◆ GIVEN REQUEST ◆
Copy the listing below, starting at the line with "mark the flour dusted loaf" and ending after the line with "[0,210,556,916]". In those lines, replace "white" with "pale" and change nothing else.

◆ GIVEN RECORDS ◆
══════════

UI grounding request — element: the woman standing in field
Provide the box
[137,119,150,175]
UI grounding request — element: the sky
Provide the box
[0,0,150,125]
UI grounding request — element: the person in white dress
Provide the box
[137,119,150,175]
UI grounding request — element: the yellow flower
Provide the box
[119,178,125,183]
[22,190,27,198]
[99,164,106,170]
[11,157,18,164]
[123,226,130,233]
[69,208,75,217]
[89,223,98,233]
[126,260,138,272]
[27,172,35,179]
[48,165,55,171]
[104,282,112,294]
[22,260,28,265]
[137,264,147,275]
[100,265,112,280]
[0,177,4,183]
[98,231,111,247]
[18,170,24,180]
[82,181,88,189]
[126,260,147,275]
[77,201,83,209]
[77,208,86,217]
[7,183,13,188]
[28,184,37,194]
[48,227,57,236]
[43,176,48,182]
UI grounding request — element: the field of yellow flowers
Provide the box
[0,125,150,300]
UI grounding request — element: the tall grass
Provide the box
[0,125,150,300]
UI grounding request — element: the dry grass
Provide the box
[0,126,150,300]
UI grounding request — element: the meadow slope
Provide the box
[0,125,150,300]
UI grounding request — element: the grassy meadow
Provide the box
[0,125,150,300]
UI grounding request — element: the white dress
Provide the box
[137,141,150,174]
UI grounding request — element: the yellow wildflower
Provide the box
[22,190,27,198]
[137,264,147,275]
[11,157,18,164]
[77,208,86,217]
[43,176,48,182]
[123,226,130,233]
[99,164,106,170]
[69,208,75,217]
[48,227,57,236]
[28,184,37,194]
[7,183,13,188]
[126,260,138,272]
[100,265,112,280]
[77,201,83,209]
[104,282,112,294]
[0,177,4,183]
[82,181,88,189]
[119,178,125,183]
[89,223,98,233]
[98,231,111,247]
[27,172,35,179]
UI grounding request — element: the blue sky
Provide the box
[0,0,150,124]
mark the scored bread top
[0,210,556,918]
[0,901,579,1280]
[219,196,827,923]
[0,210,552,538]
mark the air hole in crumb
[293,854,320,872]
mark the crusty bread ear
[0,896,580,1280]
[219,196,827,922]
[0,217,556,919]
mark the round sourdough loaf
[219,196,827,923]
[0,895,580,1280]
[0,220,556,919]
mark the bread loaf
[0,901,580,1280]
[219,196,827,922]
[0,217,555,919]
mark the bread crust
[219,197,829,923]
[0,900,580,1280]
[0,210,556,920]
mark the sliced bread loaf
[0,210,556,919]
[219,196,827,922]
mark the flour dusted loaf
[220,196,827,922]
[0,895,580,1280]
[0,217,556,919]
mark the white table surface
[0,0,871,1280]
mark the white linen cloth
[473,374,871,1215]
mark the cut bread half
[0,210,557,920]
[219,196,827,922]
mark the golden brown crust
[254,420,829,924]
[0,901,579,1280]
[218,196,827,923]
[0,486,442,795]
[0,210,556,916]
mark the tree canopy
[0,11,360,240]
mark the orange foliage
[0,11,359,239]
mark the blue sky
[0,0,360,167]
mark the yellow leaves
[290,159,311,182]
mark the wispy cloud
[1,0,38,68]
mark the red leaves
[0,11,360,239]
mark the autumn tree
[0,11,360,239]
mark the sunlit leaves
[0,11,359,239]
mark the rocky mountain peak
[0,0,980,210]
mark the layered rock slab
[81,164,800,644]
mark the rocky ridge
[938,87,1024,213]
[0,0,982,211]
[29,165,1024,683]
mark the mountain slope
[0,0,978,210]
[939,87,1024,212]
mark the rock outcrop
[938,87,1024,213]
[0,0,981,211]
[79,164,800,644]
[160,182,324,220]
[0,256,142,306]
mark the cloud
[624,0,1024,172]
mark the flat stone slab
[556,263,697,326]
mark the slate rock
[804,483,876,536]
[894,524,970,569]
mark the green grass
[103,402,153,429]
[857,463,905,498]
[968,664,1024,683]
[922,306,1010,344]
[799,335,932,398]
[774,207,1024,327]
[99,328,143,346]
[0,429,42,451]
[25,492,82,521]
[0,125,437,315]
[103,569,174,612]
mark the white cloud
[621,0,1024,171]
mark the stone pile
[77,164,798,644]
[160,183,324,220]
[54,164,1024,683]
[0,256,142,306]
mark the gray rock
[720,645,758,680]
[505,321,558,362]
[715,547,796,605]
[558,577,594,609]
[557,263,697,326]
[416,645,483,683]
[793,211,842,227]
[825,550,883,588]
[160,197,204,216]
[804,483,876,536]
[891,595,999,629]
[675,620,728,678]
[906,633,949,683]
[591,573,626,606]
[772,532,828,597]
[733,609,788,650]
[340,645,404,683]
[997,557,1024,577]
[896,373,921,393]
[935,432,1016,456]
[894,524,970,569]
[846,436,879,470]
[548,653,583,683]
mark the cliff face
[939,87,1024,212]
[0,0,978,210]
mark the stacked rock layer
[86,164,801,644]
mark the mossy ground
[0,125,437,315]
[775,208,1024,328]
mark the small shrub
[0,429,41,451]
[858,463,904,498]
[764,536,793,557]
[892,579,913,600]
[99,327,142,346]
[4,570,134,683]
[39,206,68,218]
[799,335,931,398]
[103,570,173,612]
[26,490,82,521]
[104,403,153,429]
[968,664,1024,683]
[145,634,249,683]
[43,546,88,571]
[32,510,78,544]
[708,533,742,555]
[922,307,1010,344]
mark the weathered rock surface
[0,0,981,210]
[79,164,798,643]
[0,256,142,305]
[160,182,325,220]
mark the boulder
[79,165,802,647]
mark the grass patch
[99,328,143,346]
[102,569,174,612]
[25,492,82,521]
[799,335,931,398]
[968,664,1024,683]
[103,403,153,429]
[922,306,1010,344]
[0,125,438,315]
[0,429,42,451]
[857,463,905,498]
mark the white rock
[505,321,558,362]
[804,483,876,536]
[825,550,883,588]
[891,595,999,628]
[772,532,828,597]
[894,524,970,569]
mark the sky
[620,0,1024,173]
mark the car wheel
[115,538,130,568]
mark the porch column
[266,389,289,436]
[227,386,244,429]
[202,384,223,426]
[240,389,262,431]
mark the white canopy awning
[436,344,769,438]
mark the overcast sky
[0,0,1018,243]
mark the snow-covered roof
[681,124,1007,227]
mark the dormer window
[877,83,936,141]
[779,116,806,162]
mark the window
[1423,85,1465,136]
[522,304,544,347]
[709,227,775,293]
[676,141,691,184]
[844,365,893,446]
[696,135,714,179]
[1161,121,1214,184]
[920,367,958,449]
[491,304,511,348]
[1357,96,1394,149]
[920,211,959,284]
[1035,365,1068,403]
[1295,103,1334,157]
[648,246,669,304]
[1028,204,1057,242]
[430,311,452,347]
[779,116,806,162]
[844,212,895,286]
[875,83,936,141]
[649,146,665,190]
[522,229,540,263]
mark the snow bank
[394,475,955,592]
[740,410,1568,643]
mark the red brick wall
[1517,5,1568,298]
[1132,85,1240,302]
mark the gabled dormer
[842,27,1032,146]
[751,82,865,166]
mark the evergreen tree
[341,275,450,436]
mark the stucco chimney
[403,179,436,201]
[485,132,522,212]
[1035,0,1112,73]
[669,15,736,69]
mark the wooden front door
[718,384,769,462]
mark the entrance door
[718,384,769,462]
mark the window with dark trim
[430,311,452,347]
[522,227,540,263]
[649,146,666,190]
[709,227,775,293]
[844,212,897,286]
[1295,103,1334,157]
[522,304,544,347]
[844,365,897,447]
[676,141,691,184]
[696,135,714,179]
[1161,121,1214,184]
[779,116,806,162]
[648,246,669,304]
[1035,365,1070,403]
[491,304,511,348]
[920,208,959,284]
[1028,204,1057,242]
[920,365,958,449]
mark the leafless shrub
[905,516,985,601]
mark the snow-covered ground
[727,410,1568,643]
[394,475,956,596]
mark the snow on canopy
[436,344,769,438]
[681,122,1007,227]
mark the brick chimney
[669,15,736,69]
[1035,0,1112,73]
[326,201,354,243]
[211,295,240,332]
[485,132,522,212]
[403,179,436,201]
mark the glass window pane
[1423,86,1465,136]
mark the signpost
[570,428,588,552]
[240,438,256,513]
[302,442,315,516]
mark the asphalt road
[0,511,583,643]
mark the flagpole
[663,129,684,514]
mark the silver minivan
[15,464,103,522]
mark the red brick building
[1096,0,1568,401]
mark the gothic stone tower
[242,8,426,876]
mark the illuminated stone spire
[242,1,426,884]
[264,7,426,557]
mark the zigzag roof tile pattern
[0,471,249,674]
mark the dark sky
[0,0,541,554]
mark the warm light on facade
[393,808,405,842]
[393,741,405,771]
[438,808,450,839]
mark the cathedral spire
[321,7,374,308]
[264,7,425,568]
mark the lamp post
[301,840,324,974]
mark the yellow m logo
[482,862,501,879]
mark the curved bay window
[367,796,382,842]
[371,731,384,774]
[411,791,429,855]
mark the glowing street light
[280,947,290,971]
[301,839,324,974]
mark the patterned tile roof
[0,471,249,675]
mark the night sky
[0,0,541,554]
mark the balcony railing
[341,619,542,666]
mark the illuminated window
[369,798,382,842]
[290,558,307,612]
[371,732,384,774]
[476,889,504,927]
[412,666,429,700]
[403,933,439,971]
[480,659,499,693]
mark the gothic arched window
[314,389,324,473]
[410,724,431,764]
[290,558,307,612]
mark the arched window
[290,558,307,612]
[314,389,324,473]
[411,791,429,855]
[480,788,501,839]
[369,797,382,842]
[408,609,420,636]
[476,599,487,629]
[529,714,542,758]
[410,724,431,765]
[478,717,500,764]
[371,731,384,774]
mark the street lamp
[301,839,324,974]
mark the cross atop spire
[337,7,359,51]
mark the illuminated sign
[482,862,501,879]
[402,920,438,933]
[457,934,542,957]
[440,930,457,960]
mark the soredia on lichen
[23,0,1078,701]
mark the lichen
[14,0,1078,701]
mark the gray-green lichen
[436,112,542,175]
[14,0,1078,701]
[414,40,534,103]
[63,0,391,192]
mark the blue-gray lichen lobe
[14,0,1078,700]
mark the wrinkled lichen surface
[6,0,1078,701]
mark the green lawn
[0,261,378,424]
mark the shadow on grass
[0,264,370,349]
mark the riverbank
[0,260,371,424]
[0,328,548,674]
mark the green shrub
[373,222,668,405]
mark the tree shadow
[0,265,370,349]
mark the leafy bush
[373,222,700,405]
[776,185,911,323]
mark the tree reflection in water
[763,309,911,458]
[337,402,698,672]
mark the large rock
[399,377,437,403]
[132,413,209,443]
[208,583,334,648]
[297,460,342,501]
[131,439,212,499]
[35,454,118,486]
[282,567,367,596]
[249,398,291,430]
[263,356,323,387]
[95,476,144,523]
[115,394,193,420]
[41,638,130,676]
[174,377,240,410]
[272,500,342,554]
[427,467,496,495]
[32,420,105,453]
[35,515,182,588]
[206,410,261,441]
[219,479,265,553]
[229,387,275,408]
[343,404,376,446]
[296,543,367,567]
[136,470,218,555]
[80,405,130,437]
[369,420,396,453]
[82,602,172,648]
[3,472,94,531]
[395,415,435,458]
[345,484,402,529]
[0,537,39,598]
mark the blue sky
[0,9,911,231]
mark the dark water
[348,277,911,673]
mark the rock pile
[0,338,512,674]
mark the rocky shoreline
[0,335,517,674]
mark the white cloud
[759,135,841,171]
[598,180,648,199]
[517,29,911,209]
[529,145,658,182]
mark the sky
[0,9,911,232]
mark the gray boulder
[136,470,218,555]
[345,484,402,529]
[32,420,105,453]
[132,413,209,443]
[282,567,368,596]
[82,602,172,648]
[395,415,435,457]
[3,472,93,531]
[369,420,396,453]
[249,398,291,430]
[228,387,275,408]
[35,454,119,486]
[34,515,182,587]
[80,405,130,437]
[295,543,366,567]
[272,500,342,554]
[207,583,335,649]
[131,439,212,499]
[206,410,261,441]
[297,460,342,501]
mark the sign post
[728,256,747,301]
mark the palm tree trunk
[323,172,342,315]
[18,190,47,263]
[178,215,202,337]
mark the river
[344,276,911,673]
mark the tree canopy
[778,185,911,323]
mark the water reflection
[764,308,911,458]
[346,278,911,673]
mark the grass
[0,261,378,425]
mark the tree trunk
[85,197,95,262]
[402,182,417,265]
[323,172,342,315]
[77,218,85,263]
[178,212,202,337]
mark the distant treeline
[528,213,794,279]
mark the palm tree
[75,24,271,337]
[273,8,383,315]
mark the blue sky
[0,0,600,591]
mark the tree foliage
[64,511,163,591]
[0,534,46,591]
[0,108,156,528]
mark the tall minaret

══════════

◆ FINAL ANSWER ◆
mark the flour dusted loaf
[220,196,827,922]
[0,895,580,1280]
[0,217,556,919]
mark the pale table surface
[0,0,871,1280]
mark the pale linen cloth
[473,374,871,1215]
mark the cut bread half
[0,210,557,920]
[219,196,827,922]
mark the golden brown crust
[254,420,829,924]
[0,901,579,1280]
[218,196,827,923]
[0,486,442,795]
[0,210,556,916]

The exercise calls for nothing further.